▸ **EXCERTO**
*-*-*

A União Europeia, com as suas políticas comuns desenhadas para outros países e outros climas, estimulou no mesmo sentido. Deu-se uma espécie de troca: a indústria, as estradas, as comunicações e a energia contra o mar, a agricultura e a floresta. Os recursos europeus e nacionais foram canalizados para as primeiras, enquanto nos outros sectores, considerados pertencerem ao passado, o esforço foi sobretudo o de retirar activos. O país importa hoje mais de dois terços da sua alimentação e metade dos produtos do mar que consome. Em poucos anos, a população activa na agricultura e outros sectores primários passou de 40% a menos de 6% do total. Trata-se de uma mudança previsível, em acordo com as tendências das sociedades contemporâneas, mas que decorreu demasiado rapidamente sem deixar uma agricultura produtiva à altura das necessidades. O mundo rural português é hoje povoado de pessoas idosas ou simplesmente abandonado. Muito poucas explorações tiveram êxito na reconversão e na adaptação às exigências europeias e internacionais.

*-*-*

▸ **SECÇÃO DE DADOS**
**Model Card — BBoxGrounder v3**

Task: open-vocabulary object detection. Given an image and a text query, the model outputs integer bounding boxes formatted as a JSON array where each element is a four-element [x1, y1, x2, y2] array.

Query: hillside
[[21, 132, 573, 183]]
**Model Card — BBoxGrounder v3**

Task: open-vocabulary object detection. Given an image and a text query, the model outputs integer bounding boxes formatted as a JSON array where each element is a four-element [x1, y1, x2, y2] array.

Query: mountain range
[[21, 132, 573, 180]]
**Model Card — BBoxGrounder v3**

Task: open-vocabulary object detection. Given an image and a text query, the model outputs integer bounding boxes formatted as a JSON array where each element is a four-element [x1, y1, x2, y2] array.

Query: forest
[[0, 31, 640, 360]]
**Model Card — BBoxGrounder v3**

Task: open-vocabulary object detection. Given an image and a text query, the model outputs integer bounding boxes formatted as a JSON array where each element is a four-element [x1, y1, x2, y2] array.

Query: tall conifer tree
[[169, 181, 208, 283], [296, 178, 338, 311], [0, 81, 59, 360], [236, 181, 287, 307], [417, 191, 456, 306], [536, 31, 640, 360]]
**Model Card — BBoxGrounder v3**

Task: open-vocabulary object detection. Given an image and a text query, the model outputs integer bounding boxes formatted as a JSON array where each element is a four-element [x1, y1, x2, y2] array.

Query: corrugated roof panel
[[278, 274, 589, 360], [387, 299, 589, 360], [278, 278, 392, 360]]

*-*-*

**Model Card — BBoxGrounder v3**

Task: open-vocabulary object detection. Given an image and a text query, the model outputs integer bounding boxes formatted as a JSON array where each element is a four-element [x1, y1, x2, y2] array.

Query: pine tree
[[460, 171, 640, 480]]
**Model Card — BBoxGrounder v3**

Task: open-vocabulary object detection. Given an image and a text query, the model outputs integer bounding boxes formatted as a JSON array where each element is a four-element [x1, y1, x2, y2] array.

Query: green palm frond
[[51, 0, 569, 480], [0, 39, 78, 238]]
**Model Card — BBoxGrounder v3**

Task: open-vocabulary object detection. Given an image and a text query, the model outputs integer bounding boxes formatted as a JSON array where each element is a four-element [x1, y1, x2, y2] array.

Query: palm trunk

*-*-*

▸ **QUESTÃO 1**
Responda às seguintes questões com base no excerto sobre o mundo rural português:
(a) Que proporção da sua alimentação importa hoje o país?
(b) Que parte dos produtos do mar que consome é importada?
(c) Em poucos anos, de que valor a que valor passou a população ativa na agricultura e noutros setores primários?
▸ **QUESTÃO 2**
Prossiga o excerto sobre o mundo rural português a partir da sua última frase.
As entradas não intervêm em nada do que aqui se pede.

▸ **RESPOSTA 1**
(a) Mais de dois terços.
(b) Metade.
(c) De 40% a menos de 6% do total.

▸ **RESPOSTA 2**
Paralelamente, uma urbanização demasiado rápida conduziu milhões de pessoas às áreas metropolitanas de Lisboa e Porto. Inevitavelmente, nestas condições e na ausência de um Estado com tradição e competência de ordenamento, este processo foi desordenado, mesmo caótico em muitos casos. Os principais problemas sociais contemporâneos encontram-se hoje nestas áreas urbanas. Não mais, como se dizia há três ou quatro décadas, no mundo rural atrasado e pobre, mas no universo urbano descuidado, onde, além do mais, morrem os centros urbanos históricos e se desvitaliza uma parte essencial da identidade nacional.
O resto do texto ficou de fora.